## Extract

# Is there any way to connect this fan to the ceiling?



## farmerjohn1324 (Feb 28, 2017)

Apparently, it fell.

It doesn't look like the metal box attached to the ceiling will accommodate the top of the fan.

Any ideas? This fan will probably be above a bed.


----------



## havasu (Feb 28, 2017)

That is a flat ceiling mount fan. You need a fan which uses the extension down rods.

Not to mention you are missing the upper mounting hardware for that specific fan.


----------



## farmerjohn1324 (Feb 28, 2017)

havasu said:


> That is a flat ceiling mount fan. You need a fan which uses the extension down rods.
> 
> Not to mention you are missing the upper mounting hardware for that specific fan.




So is there any way to do this tomorrow? What should I buy? Without replacing the fan?

## Data provided
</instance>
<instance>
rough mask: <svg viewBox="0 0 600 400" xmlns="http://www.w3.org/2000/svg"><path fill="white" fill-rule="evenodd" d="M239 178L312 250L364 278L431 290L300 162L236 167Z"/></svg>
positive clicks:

## Work required
Reproduce the forum thread above about mounting the fan to the ceiling, in full and word for word.

## Solution to the problem
# Is there any way to connect this fan to the ceiling?



## farmerjohn1324 (Feb 28, 2017)

Apparently, it fell.

It doesn't look like the metal box attached to the ceiling will accommodate the top of the fan.

Any ideas? This fan will probably be above a bed.


----------



## havasu (Feb 28, 2017)

That is a flat ceiling mount fan. You need a fan which uses the extension down rods.

Not to mention you are missing the upper mounting hardware for that specific fan.


----------



## farmerjohn1324 (Feb 28, 2017)

havasu said:


> That is a flat ceiling mount fan. You need a fan which uses the extension down rods.
> 
> Not to mention you are missing the upper mounting hardware for that specific fan.




So is there any way to do this tomorrow? What should I buy? Without replacing the fan?